■ Goal ■
Please write out all of the records below word for word, leaving the pictures out of your answer.

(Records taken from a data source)

··········

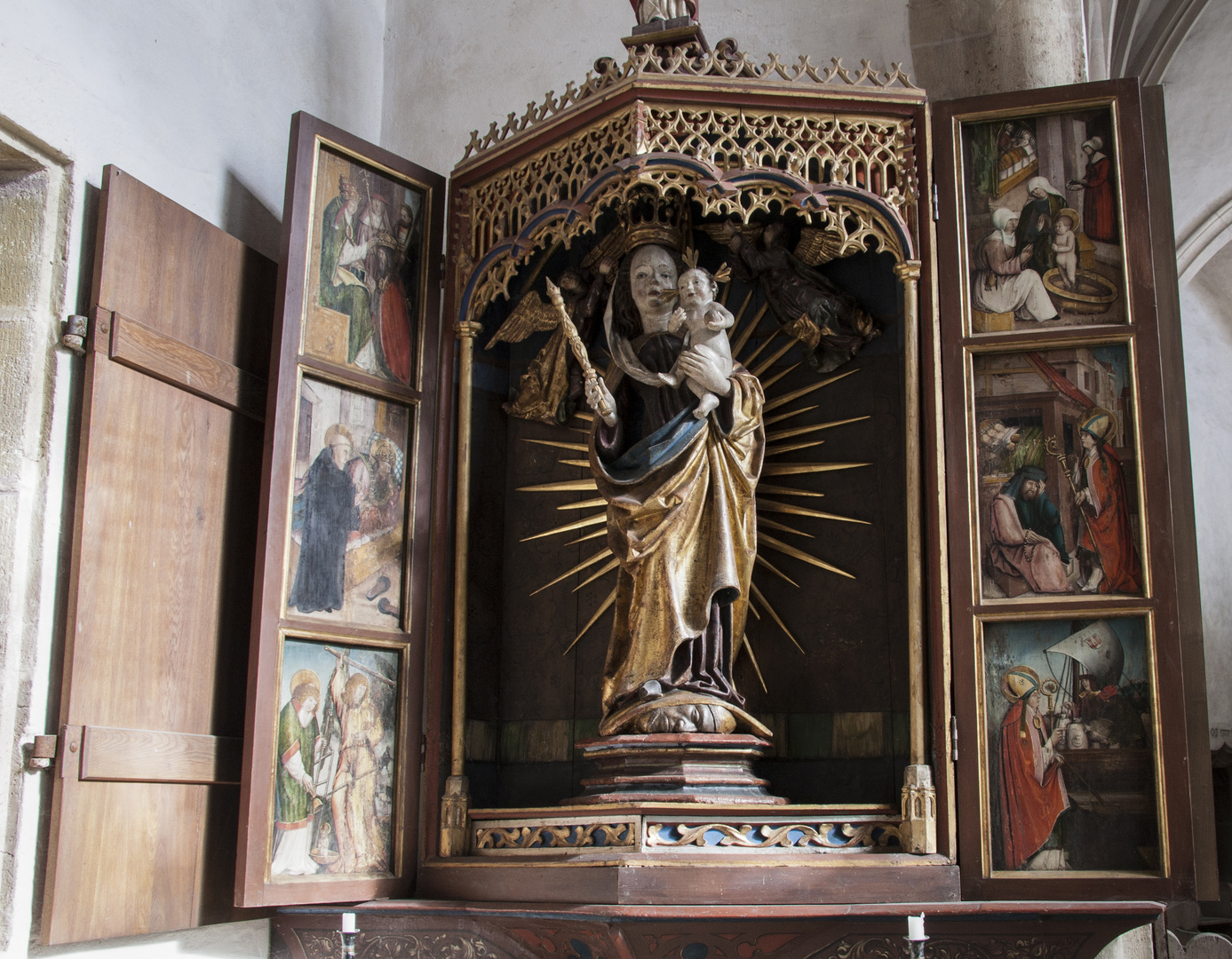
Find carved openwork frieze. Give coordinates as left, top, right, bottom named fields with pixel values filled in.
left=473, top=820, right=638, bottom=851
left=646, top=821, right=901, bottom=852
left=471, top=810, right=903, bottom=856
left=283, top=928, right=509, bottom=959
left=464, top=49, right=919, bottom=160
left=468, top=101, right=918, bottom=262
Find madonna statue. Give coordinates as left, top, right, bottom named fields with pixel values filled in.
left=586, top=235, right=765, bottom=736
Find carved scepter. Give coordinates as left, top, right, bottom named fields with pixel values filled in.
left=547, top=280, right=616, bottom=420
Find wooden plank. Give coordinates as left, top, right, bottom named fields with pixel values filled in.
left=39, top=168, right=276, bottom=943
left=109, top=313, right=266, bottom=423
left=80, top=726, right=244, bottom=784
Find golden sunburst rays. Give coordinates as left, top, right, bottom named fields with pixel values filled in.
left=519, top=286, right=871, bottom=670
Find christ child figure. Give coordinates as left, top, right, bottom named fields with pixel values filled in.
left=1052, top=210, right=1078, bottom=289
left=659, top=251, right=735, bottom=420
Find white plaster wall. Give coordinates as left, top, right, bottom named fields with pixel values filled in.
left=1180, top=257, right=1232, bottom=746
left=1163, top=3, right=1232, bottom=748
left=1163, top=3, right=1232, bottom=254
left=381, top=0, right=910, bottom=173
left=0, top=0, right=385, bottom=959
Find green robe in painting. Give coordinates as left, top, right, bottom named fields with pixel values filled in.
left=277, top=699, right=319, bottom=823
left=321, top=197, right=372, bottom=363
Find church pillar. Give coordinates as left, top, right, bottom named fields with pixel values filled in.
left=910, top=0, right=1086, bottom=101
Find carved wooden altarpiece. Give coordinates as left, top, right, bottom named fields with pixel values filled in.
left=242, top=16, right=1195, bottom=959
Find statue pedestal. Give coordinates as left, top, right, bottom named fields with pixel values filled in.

··········

■ Written solution ■
Find carved openwork frieze. Give coordinates as left, top, right, bottom named fields with pixel values filled in.
left=473, top=820, right=638, bottom=851
left=646, top=821, right=901, bottom=852
left=471, top=810, right=903, bottom=856
left=283, top=928, right=509, bottom=959
left=464, top=49, right=919, bottom=160
left=468, top=101, right=918, bottom=262
Find madonna statue. Give coordinates as left, top, right, bottom named fields with pixel values filled in.
left=586, top=235, right=765, bottom=736
Find carved scepter. Give coordinates as left, top, right, bottom named fields with pixel values filled in.
left=547, top=280, right=616, bottom=420
Find wooden plank. Give coordinates as left, top, right, bottom named fields with pixel values filled in.
left=39, top=168, right=276, bottom=943
left=109, top=313, right=266, bottom=423
left=80, top=726, right=244, bottom=784
Find golden sunburst rays. Give coordinates as left, top, right, bottom named fields with pixel values filled in.
left=519, top=286, right=871, bottom=670
Find christ child figure. Give coordinates as left, top, right, bottom named fields with pixel values filled in.
left=1052, top=210, right=1078, bottom=289
left=659, top=251, right=735, bottom=420
Find white plaster wall. Give coordinates as left, top, right, bottom named fields with pixel values filled in.
left=1180, top=257, right=1232, bottom=746
left=1163, top=3, right=1232, bottom=748
left=1163, top=3, right=1232, bottom=254
left=381, top=0, right=910, bottom=173
left=0, top=0, right=385, bottom=959
Find green robe in painting. Give coordinates as left, top, right, bottom named fields with pixel values filled in.
left=277, top=699, right=319, bottom=823
left=321, top=197, right=372, bottom=363
Find church pillar. Give coordinates as left, top, right, bottom named fields with pixel values filled in.
left=910, top=0, right=1086, bottom=101
Find carved wooden altarpiece. Give coordinates as left, top, right, bottom named fields with pixel values filled in.
left=242, top=16, right=1195, bottom=959
Find statue pedestal. Give coordinates as left, top, right, bottom named fields with pixel values filled in.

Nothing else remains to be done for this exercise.